## DIRECTIONS FOR THIS TASK
Rewrite the records below, swapping "innermost point" for "center point" everywhere it occurs and leaving everything else as it is.
+++ EXERCISE INPUT
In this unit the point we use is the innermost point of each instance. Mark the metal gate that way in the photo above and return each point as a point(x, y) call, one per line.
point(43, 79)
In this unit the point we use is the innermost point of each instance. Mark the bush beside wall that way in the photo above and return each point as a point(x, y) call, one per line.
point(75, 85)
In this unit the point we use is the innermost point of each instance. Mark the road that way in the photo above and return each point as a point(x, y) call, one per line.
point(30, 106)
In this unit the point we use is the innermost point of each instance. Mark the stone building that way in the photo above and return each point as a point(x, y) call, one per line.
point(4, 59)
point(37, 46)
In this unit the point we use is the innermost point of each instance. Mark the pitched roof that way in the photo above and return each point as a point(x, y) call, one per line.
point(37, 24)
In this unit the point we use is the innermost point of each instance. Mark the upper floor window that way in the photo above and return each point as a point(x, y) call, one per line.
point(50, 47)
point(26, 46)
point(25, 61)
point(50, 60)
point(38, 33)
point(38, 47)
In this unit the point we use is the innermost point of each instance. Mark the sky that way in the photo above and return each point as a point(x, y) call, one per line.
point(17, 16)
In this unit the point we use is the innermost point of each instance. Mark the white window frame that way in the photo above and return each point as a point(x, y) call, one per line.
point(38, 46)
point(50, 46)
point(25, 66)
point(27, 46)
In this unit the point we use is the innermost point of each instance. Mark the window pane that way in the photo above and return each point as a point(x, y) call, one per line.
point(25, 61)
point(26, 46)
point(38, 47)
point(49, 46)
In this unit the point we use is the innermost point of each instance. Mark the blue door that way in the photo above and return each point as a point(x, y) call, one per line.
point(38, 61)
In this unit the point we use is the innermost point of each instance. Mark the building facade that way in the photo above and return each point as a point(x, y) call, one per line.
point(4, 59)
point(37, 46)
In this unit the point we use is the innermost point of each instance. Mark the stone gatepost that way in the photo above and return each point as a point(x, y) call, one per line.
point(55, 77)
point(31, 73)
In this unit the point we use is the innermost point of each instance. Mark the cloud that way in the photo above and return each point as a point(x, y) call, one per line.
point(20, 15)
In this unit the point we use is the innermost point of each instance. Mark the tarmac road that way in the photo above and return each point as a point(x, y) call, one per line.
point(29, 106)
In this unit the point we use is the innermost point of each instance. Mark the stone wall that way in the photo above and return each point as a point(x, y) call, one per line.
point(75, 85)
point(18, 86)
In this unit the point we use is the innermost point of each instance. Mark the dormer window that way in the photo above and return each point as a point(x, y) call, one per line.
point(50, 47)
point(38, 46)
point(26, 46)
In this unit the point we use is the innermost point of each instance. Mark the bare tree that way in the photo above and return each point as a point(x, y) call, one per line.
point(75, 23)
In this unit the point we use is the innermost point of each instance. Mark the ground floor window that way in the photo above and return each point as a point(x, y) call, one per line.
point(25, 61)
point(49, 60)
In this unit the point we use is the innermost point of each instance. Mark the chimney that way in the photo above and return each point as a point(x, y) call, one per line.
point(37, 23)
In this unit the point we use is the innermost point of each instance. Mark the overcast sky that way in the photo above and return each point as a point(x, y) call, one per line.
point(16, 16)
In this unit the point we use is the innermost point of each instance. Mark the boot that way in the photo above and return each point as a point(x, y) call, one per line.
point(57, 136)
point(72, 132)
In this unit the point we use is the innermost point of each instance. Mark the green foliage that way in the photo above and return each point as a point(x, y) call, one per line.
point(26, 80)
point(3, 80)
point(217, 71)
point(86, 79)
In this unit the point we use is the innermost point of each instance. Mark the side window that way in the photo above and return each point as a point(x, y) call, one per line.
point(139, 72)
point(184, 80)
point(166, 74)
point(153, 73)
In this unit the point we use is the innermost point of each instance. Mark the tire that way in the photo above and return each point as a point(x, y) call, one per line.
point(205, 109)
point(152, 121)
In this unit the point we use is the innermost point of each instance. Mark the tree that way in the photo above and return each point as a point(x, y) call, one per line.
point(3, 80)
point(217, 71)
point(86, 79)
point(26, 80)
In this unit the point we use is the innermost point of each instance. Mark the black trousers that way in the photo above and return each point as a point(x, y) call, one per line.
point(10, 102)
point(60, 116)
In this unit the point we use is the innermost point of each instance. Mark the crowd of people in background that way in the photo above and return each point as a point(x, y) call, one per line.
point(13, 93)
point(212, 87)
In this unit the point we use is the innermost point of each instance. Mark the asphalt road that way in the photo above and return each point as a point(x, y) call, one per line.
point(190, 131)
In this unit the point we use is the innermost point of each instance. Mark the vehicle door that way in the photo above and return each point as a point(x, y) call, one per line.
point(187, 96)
++++++
## EXERCISE RESULT
In this unit the point we use is the center point of each instance. Mark the metal gate that way in the photo above and return each point as a point(x, y) call, one per line.
point(43, 79)
In this unit the point we use is the center point of each instance. Mark the bush beside wall that way in the photo above and return each point as a point(x, y) call, one per line.
point(75, 85)
In this unit the point we use is the center point of each instance. Mark the road that way in the photo above and return each point as a point(x, y) call, one per line.
point(30, 106)
In this unit the point we use is the center point of each instance. Mark the stone building that way in the photo above and return each point as a point(x, y) call, one per line.
point(4, 59)
point(37, 46)
In this unit the point we use is the center point of each instance. Mark the pitched roof that way in the photo above and return each point as a point(x, y) call, one per line.
point(37, 24)
In this unit the point we use is the center point of each instance. Mark the upper floor window that way in the photo above and return each point as a point(x, y) call, one per line.
point(50, 47)
point(26, 46)
point(25, 61)
point(50, 60)
point(38, 33)
point(38, 47)
In this unit the point we use is the center point of each instance. Mark the sky that way in the photo above and return each point as a point(x, y) call, one per line.
point(17, 16)
In this unit the point we use is the center point of each instance. Mark the white window frame that way in the photo above and return each point as a point(x, y) call, one per line.
point(38, 46)
point(50, 46)
point(25, 66)
point(27, 46)
In this unit the point we use is the center point of each instance. Mark the window pane that way in the photo above and return each point as a point(x, y) call, one per line.
point(25, 61)
point(26, 46)
point(38, 47)
point(49, 46)
In this unit the point we use is the center point of each instance. Mark the blue door that way in the photo above and return each point as a point(x, y) call, one per line.
point(38, 61)
In this unit the point we use is the center point of each instance. Mark the building facade that way in the photo above and return each point as a point(x, y) call, one per line.
point(4, 59)
point(37, 46)
In this unit the point we use is the center point of each instance. Mark the stone gatepost that way in the photo above and return each point as a point(x, y) call, one per line.
point(55, 77)
point(31, 73)
In this unit the point we use is the center point of each instance. Mark the cloud that way in the photo above and return each point as a point(x, y) call, one per line.
point(20, 15)
In this unit the point we use is the center point of each instance. Mark the tarmac road that way in the photo above and return each point as a point(x, y) call, one per line.
point(29, 106)
In this unit the point we use is the center point of each instance. Mark the stone wall that way in the photo above and return each point as a point(x, y) call, one per line.
point(75, 85)
point(18, 86)
In this unit the point we use is the center point of each instance. Mark the dormer window that way in the photo above and return each point as a point(x, y) call, one per line.
point(50, 47)
point(38, 46)
point(26, 46)
In this unit the point we use is the center point of each instance. Mark the bare tree that way in the photo above and return each point as a point(x, y) call, one per line.
point(75, 23)
In this unit the point we use is the center point of each instance. Mark the ground floor window that way in the photo above and return each point as a point(x, y) call, one per line.
point(25, 61)
point(49, 60)
In this unit the point we use is the center point of each instance. Mark the chimney that way in the photo above and return each point as a point(x, y) call, one per line.
point(37, 23)
In this unit the point we use is the center point of each instance. Mark the overcast sky that way in the photo above and return each point as a point(x, y) call, one per line.
point(16, 16)
In this unit the point we use is the center point of each instance. Mark the boot that way in the photo above and return each point as a point(x, y) call, one per line.
point(57, 136)
point(72, 132)
In this unit the point we use is the center point of each instance. Mark the green foliage that way in the photo above and return each point as a point(x, y) call, one per line.
point(26, 80)
point(3, 80)
point(217, 71)
point(86, 79)
In this unit the point we use is the center point of each instance. Mark the side window that way in the photo above and return each point as a point(x, y) call, one per line.
point(139, 72)
point(184, 80)
point(166, 74)
point(153, 73)
In this unit the point we use is the center point of each instance. Mark the tire that way in the photo above and return each point as a point(x, y) call, one per line.
point(205, 109)
point(152, 121)
In this unit the point we use is the center point of each instance. Mark the tree that way in the photo above and return each point as a point(x, y) call, one per line.
point(3, 80)
point(217, 71)
point(86, 79)
point(26, 80)
In this unit the point we use is the center point of each instance. Mark the black trousers that way in the photo above and return each point as a point(x, y) call, one per line.
point(10, 102)
point(60, 116)
In this unit the point we use is the center point of each instance. Mark the crowd of people in background that way in the photo above and return each point as a point(x, y) call, one per line.
point(13, 93)
point(212, 87)
In this unit the point we use is the center point of each instance. Mark the asphalt road that way in the photo above and return each point as a point(x, y) call, one per line.
point(190, 131)
In this unit the point we use is the center point of each instance. Mark the vehicle door that way in the photo above and return each point as a point(x, y) call, one per line.
point(187, 96)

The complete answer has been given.